* **Goal of the exercise**
Find every line in the records that holds the string "building". Copy each one.

START Material supplied

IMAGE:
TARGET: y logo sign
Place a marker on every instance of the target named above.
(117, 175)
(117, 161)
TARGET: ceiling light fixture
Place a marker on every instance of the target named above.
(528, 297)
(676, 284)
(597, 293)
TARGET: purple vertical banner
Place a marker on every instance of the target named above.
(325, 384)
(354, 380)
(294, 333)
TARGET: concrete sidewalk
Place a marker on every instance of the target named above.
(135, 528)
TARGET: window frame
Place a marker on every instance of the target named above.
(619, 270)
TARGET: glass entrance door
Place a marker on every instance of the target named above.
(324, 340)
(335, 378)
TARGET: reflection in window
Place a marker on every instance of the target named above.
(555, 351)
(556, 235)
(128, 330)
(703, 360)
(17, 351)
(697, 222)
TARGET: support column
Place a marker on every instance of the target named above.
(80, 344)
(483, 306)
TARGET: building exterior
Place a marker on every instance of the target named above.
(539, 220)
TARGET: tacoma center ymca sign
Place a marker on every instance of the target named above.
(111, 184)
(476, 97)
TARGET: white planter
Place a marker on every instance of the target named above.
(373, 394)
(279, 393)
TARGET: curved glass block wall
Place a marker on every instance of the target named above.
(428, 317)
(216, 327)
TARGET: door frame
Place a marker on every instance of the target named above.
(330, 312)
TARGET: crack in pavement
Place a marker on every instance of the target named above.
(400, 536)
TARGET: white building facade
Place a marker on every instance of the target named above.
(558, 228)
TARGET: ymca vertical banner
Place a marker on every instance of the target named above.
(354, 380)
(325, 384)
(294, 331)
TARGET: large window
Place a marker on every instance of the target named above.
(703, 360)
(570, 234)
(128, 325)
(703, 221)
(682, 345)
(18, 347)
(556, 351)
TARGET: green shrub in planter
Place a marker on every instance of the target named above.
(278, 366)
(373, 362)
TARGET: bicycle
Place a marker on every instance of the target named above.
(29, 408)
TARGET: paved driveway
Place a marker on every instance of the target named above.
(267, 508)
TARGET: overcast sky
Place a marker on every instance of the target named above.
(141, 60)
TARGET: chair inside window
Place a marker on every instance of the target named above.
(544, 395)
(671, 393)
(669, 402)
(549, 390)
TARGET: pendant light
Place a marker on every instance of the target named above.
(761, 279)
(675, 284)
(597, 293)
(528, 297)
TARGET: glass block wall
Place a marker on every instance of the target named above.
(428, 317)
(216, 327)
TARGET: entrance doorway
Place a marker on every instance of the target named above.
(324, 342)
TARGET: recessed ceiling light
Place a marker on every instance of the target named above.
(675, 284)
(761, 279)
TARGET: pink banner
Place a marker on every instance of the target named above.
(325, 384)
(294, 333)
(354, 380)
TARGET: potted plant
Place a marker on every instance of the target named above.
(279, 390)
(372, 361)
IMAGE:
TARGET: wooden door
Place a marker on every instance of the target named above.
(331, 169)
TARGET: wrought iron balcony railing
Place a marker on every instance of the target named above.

END Material supplied

* **Reply**
TARGET: building exterior
TARGET: white building facade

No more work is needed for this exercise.